Una de las obras de teatro judío más famosas es “El dibuk” de Sh. Ansky, palabra que en el folclore de nuestro pueblo nos remite a un espíritu maligno (que no es otra cosa que el alma en pena de un muerto), capaz de “poseer” a otras criaturas. El término proviene de la raíz hebrea DeBeK, que engloba significados que van desde el pegamento a la adhesión, pasando por el contagio. Y, si algo va a dejar su impronta en la generación de los jóvenes actuales es el complejo de culpa por haber contagiado a sus mayores con el espíritu maligno que toma posesión de las células de nuestros cuerpos humanos y que conocemos como Covid-19.
Generaciones anteriores a ésta llegaron a imaginar un mundo utópico sin mayores de treinta años, de los que los grafiti de las calles de París en mayo de 1968 llamaban a desconfiar y que al año siguiente el argentino Adolfo Bioy Casares novela como víctimas del incipiente terrorismo geronticida en su Diario de la guerra del cerdo. Hoy, sin embargo, no se pretende acabar con ellos (que en años recientes pusieron un plato de comida en la mesa familiar gracias a sus exiguas pensiones y que se han prestado en gran medida a acompañar a sus nietos durante largas horas entre la salida del colegio y la cena en familia), aunque sí gozar del mismo privilegio de insensatez y desorden que ha caracterizado a los jóvenes desde el boom demográfico posterior a la Segunda Guerra Mundial, de plantear su rebeldía fuera cual fuera la causa (o sin ella).
=====
Tarea: Copia, por favor, del fragmento anterior el tramo que empieza con "Una de las obras" y sigue hasta "conocemos como Covid-19.".
=====
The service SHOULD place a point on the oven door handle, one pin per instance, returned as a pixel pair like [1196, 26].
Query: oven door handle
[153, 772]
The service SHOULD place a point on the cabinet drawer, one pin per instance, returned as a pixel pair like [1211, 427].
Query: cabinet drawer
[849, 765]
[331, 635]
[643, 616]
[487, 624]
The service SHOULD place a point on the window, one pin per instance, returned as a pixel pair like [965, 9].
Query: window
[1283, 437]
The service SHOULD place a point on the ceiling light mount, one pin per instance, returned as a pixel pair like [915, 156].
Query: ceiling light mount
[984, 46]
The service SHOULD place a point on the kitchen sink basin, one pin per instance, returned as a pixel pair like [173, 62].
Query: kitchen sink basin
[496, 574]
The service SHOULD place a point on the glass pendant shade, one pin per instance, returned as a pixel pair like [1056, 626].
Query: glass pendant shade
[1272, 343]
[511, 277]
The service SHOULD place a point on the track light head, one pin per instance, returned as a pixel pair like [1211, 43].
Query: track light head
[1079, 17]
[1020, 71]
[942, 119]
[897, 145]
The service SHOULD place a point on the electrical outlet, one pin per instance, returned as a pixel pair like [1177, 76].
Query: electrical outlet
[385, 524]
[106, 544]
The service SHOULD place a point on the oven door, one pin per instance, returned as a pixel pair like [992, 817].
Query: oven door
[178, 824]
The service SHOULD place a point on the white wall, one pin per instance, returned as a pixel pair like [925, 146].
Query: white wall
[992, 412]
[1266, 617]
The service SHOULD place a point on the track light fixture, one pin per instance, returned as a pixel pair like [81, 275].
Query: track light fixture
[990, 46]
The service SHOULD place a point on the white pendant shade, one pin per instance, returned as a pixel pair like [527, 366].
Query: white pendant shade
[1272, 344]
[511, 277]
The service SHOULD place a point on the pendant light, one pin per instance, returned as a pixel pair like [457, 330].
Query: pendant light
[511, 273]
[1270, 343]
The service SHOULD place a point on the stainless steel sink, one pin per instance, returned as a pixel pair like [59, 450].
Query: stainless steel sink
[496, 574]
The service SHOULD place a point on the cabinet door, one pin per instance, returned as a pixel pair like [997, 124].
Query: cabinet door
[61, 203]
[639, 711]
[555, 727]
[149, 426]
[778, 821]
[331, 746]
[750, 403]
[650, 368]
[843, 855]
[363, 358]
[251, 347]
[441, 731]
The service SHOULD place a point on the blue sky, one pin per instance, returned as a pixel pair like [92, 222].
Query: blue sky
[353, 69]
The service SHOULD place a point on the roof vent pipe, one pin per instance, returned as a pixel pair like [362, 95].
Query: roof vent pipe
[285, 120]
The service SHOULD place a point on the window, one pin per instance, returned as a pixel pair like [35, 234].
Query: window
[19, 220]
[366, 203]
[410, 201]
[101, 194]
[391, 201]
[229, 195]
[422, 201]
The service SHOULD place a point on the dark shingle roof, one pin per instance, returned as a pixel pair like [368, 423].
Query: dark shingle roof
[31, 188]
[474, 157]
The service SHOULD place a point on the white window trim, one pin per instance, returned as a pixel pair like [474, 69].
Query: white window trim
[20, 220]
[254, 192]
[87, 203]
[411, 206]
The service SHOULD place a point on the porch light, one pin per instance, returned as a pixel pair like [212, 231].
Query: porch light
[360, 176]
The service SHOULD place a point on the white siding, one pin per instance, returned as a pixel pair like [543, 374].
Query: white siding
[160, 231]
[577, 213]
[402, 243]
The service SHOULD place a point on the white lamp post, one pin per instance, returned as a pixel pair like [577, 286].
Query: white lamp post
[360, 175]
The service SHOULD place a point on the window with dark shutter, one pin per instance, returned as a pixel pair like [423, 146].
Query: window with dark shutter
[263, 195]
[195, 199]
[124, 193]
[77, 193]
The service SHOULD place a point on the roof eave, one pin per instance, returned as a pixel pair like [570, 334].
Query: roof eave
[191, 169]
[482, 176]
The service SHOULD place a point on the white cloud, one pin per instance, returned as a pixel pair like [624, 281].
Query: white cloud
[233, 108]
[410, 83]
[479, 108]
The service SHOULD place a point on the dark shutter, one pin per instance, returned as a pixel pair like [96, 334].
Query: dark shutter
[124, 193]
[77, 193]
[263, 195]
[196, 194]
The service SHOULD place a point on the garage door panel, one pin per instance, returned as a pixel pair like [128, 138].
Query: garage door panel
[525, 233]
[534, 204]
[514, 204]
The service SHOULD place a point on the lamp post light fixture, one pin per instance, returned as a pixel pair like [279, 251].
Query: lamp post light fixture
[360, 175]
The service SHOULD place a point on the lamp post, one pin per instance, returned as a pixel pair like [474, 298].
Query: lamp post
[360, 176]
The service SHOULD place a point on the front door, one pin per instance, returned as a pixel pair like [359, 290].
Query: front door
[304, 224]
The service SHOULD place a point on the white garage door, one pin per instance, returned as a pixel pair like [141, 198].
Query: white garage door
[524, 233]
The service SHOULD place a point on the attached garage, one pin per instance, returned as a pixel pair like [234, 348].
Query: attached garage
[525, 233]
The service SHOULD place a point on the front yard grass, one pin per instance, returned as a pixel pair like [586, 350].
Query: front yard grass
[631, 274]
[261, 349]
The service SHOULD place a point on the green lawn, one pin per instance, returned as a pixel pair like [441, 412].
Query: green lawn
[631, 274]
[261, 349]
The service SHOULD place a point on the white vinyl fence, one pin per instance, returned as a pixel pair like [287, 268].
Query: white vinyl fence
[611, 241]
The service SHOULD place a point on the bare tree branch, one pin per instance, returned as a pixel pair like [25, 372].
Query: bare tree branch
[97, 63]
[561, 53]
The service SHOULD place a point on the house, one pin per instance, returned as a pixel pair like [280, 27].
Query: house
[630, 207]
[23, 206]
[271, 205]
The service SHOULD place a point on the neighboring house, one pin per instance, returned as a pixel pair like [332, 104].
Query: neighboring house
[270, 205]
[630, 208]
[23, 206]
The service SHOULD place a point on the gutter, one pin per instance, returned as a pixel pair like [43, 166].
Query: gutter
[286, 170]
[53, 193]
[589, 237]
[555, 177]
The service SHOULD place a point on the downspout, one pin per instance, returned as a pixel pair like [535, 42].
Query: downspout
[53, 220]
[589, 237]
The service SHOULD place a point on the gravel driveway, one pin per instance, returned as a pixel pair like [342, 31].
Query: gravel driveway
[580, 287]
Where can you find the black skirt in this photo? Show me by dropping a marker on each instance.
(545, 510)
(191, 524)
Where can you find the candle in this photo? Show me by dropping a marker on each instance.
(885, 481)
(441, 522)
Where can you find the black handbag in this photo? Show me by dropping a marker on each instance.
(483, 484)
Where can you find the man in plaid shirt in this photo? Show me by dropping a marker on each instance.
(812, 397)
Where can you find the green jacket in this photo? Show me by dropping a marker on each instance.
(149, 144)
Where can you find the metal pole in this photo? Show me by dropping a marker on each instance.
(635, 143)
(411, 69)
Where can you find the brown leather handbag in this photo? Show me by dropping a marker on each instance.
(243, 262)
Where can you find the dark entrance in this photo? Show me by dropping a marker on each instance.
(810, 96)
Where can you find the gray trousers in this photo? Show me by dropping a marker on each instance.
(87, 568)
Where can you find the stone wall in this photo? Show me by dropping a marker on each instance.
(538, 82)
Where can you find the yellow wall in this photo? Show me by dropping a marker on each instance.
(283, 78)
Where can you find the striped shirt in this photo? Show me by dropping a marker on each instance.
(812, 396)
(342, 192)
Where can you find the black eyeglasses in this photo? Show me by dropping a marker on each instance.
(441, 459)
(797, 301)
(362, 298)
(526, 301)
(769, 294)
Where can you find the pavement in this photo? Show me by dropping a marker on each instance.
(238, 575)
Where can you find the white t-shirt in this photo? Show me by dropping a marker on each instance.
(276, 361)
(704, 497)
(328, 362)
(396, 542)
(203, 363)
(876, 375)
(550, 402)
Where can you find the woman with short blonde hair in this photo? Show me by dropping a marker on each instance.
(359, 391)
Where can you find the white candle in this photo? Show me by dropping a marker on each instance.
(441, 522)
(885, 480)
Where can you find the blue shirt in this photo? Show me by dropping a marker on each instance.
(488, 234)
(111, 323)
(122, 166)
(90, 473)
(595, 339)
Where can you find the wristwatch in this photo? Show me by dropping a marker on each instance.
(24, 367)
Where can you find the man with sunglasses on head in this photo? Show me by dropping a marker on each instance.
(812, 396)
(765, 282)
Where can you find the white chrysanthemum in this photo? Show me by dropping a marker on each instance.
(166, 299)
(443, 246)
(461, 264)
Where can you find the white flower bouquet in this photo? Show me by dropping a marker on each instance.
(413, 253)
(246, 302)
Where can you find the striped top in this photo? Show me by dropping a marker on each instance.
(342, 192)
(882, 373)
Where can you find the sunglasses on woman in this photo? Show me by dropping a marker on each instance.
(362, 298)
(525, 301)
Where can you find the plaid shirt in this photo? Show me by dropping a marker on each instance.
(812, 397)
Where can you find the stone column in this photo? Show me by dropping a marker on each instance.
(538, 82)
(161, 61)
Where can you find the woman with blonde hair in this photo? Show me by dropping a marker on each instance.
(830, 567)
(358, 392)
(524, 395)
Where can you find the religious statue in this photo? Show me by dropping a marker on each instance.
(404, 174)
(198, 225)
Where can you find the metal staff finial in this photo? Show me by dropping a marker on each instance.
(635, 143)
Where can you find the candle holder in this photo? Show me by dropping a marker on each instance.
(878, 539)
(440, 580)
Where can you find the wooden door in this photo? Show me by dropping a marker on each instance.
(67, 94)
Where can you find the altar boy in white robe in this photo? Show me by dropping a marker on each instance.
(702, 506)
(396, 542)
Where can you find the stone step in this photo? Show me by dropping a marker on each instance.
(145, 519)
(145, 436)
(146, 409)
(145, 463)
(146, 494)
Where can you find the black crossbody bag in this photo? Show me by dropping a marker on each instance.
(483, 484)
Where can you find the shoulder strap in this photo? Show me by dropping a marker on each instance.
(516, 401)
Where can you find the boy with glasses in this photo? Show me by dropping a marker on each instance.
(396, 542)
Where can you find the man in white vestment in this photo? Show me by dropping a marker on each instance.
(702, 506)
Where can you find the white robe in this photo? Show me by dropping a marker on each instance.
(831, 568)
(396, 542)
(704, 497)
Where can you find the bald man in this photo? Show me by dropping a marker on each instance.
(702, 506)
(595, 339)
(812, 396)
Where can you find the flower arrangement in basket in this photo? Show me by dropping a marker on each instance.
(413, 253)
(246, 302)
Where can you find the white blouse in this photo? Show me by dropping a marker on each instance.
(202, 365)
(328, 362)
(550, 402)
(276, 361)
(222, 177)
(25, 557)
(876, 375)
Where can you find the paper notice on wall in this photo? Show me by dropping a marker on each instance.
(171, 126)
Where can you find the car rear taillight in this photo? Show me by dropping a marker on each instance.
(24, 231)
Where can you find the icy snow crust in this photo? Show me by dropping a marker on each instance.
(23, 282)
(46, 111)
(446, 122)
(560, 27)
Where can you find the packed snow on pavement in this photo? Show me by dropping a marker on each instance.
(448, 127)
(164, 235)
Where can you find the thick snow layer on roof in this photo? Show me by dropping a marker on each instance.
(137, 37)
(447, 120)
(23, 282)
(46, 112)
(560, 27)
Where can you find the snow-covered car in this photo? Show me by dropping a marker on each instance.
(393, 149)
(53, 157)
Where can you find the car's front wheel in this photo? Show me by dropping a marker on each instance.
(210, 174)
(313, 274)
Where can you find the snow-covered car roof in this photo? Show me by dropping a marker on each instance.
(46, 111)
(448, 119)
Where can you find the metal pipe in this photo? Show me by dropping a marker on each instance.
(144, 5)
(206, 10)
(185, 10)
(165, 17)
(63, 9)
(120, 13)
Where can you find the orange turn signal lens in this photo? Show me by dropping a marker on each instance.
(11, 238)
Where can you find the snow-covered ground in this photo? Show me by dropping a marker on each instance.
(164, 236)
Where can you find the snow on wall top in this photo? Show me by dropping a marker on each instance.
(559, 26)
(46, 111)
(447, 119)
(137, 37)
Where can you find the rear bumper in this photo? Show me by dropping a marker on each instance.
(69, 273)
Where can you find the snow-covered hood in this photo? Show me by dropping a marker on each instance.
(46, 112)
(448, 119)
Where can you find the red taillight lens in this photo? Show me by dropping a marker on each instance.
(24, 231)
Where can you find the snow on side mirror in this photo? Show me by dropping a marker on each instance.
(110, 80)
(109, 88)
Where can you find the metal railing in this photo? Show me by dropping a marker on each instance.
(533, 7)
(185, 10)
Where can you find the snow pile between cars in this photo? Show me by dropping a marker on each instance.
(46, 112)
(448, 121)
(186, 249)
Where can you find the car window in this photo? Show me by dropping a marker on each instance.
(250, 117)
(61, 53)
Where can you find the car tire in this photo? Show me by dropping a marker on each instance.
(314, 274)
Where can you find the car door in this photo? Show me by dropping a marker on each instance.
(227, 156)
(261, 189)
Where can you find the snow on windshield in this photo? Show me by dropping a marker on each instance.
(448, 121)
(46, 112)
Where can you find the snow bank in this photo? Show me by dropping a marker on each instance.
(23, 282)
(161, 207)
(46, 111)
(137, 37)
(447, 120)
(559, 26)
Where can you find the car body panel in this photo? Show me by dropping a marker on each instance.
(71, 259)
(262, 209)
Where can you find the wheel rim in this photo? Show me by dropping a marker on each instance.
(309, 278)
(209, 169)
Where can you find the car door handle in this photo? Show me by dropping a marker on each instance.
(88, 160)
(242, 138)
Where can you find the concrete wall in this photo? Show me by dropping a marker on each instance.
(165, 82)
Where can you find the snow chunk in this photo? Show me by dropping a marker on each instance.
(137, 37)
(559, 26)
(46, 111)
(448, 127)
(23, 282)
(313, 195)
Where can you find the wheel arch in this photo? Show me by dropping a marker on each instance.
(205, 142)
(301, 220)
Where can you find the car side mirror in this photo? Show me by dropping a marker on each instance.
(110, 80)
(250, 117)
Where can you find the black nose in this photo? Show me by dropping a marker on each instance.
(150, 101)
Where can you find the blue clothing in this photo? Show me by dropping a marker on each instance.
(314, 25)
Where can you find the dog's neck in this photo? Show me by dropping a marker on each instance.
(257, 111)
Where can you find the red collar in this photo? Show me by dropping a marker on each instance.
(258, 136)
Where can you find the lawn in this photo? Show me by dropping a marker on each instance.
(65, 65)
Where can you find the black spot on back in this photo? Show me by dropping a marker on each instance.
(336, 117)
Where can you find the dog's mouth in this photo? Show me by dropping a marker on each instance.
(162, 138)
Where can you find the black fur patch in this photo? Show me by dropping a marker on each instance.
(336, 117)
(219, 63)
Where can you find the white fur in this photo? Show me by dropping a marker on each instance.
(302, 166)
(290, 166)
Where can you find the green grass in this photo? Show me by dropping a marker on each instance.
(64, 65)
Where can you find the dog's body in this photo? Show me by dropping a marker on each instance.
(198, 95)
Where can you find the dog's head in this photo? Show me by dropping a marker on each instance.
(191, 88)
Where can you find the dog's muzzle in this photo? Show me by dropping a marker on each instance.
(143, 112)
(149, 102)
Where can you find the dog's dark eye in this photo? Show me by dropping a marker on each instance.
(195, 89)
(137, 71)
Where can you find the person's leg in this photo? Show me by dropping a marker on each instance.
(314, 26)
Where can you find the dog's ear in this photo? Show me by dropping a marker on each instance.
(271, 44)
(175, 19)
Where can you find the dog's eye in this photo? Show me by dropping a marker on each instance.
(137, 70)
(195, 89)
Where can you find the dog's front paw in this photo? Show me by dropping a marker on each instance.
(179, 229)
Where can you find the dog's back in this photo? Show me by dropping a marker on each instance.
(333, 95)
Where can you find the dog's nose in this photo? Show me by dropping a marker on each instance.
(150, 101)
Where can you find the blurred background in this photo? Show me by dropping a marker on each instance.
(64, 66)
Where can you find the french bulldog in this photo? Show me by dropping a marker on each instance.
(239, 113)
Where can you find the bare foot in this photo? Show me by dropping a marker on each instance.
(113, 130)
=====
Respuesta:
Una de las obras de teatro judío más famosas es “El dibuk” de Sh. Ansky, palabra que en el folclore de nuestro pueblo nos remite a un espíritu maligno (que no es otra cosa que el alma en pena de un muerto), capaz de “poseer” a otras criaturas. El término proviene de la raíz hebrea DeBeK, que engloba significados que van desde el pegamento a la adhesión, pasando por el contagio. Y, si algo va a dejar su impronta en la generación de los jóvenes actuales es el complejo de culpa por haber contagiado a sus mayores con el espíritu maligno que toma posesión de las células de nuestros cuerpos humanos y que conocemos como Covid-19.